▶ [WHAT IS NEEDED]:
Would you please state how many lines in the entries contain the word "panel"? Only the number should be given.

(Referring expression pointing data)
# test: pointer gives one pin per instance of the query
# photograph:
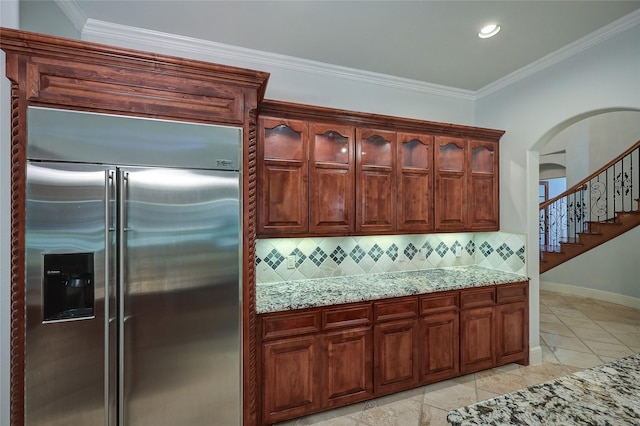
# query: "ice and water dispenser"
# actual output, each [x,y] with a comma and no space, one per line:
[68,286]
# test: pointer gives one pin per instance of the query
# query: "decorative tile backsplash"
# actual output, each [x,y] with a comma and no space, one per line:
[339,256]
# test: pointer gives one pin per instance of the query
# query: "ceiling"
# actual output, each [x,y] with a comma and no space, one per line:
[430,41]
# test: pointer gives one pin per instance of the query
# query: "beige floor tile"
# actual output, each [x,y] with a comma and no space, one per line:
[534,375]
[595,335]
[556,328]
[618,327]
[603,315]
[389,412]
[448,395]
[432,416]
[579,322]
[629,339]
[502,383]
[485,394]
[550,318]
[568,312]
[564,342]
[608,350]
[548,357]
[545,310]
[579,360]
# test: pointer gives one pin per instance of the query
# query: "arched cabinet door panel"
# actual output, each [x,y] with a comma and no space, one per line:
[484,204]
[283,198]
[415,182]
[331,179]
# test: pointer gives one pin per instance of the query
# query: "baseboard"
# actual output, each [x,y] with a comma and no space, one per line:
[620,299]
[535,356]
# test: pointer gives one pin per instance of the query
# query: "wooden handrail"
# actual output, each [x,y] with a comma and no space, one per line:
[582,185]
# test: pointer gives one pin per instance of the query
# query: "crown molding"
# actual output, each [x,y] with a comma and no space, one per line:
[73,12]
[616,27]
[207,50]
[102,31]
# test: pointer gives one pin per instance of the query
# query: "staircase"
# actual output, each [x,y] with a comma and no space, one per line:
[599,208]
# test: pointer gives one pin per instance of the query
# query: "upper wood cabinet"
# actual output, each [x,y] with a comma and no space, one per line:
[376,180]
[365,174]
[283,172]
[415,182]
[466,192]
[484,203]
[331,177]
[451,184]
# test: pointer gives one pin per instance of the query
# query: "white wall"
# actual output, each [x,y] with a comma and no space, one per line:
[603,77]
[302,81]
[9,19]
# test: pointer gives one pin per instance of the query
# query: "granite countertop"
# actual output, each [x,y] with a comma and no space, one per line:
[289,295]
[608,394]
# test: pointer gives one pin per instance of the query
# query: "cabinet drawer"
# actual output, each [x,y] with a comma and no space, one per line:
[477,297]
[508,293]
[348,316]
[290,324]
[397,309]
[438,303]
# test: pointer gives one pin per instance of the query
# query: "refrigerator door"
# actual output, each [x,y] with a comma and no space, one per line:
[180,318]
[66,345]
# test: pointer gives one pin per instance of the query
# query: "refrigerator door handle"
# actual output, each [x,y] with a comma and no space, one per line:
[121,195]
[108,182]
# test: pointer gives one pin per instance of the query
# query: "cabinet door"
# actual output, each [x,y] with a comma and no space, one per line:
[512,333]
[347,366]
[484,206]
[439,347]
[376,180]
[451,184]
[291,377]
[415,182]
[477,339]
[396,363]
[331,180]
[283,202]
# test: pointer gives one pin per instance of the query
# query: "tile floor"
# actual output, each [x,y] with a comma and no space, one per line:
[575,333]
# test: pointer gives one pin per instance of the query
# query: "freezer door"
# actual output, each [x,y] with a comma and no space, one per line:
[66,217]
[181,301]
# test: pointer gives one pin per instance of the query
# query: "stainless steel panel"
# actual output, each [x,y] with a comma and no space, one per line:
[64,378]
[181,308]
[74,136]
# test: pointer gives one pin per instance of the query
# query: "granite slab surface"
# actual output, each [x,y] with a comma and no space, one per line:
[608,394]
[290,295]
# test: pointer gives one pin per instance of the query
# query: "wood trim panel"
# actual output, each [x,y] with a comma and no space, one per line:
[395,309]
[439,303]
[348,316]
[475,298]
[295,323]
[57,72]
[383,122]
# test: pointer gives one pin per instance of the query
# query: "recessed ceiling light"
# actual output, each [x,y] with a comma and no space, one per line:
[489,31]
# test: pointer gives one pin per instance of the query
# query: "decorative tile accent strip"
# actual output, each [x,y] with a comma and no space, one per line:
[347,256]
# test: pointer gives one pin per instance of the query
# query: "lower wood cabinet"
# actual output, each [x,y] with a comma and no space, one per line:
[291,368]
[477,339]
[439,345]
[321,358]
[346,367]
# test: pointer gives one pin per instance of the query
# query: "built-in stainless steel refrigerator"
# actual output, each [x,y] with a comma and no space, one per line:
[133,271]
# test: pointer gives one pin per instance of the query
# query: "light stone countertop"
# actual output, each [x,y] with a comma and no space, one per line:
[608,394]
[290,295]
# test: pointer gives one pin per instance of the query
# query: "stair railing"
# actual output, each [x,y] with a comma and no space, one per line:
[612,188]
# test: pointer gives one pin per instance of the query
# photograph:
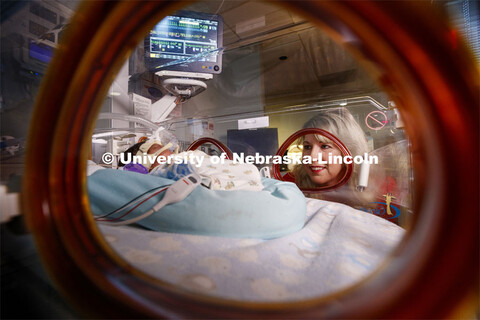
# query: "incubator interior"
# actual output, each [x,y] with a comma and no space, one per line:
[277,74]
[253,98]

==

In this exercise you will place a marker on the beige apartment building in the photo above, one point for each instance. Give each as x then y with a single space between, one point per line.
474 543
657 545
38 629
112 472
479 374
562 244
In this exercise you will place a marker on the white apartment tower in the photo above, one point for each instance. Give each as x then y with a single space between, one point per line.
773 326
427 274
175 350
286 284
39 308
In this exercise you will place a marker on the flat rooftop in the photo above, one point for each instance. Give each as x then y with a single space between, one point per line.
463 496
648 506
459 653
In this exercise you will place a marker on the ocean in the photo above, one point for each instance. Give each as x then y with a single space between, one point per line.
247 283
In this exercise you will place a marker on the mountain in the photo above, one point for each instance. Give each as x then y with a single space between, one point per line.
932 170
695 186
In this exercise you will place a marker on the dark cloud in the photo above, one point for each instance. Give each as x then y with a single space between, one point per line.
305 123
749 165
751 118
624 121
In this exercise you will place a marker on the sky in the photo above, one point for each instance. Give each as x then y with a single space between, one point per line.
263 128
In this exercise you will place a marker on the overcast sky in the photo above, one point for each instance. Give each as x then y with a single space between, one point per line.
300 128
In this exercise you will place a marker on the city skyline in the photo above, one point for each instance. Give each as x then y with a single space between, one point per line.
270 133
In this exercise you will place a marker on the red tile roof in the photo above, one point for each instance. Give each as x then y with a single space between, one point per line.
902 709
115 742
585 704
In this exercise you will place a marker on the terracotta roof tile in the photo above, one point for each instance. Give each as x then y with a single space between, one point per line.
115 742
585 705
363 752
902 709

---

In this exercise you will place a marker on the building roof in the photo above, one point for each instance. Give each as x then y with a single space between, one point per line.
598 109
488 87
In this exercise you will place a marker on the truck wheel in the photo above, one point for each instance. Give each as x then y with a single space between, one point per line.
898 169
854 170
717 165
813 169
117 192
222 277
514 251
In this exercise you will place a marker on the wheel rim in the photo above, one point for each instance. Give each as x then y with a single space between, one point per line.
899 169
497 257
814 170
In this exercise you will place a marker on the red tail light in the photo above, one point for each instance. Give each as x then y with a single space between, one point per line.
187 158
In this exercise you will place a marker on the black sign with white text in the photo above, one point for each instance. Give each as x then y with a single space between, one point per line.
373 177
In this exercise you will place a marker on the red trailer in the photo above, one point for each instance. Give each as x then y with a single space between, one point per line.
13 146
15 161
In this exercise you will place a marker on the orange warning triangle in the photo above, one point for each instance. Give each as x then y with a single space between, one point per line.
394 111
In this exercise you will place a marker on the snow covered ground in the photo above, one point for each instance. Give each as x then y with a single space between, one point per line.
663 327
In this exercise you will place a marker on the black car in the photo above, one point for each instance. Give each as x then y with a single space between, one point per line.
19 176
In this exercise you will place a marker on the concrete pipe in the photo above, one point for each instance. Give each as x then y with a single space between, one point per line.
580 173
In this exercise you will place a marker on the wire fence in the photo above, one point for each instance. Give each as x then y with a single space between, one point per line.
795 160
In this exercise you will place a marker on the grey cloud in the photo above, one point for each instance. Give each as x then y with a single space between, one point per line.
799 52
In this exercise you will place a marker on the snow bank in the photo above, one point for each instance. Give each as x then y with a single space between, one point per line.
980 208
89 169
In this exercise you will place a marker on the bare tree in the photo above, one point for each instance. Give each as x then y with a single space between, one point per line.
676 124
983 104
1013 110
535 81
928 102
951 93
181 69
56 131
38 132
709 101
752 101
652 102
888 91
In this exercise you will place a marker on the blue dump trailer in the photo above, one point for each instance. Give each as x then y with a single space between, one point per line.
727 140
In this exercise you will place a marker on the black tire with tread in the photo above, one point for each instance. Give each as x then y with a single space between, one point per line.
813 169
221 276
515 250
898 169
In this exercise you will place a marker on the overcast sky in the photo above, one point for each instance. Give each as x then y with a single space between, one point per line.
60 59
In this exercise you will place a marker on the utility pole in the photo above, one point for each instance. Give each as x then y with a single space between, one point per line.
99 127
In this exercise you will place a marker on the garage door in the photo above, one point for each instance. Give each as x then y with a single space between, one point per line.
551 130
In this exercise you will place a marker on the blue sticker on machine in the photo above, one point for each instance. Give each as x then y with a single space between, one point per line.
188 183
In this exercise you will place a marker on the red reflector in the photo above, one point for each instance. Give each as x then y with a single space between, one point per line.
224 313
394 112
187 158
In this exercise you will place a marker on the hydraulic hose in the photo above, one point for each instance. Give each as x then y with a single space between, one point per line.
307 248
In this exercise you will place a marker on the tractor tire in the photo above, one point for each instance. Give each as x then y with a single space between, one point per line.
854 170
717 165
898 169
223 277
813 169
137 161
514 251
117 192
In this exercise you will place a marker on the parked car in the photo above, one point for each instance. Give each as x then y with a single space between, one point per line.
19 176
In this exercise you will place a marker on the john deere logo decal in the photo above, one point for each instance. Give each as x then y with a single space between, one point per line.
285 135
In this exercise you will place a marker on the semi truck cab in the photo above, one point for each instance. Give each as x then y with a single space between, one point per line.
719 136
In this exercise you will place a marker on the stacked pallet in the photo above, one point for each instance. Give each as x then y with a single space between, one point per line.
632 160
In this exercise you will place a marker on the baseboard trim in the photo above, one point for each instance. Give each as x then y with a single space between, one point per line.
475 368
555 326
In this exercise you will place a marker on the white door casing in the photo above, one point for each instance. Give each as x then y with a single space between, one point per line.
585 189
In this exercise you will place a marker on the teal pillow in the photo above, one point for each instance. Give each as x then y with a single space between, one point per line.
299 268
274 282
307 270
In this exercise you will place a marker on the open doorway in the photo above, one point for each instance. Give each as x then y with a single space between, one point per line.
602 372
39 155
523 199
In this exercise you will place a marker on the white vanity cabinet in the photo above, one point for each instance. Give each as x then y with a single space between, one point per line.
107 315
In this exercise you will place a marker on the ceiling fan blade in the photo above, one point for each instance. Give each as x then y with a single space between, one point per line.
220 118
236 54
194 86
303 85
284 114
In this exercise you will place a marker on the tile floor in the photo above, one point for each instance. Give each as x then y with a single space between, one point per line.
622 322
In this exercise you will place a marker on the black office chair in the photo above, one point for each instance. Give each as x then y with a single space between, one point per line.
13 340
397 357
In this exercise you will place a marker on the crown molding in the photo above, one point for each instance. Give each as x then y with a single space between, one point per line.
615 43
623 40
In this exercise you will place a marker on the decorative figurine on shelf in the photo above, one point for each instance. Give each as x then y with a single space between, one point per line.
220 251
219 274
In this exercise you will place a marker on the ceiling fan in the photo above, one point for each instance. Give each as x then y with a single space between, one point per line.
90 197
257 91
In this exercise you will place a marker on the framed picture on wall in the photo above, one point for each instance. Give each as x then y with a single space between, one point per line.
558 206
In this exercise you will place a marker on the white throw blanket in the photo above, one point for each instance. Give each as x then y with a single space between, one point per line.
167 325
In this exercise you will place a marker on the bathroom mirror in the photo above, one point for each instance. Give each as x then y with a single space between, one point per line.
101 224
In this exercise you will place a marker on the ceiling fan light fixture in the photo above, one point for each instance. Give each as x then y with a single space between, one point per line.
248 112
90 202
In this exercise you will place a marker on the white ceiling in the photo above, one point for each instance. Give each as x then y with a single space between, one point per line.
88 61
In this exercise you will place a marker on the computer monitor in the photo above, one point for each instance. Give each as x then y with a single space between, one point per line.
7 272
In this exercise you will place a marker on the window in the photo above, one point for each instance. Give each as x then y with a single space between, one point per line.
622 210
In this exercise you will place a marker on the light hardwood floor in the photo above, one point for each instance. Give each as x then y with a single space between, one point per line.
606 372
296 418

▶ [COMPLETED TASK]:
3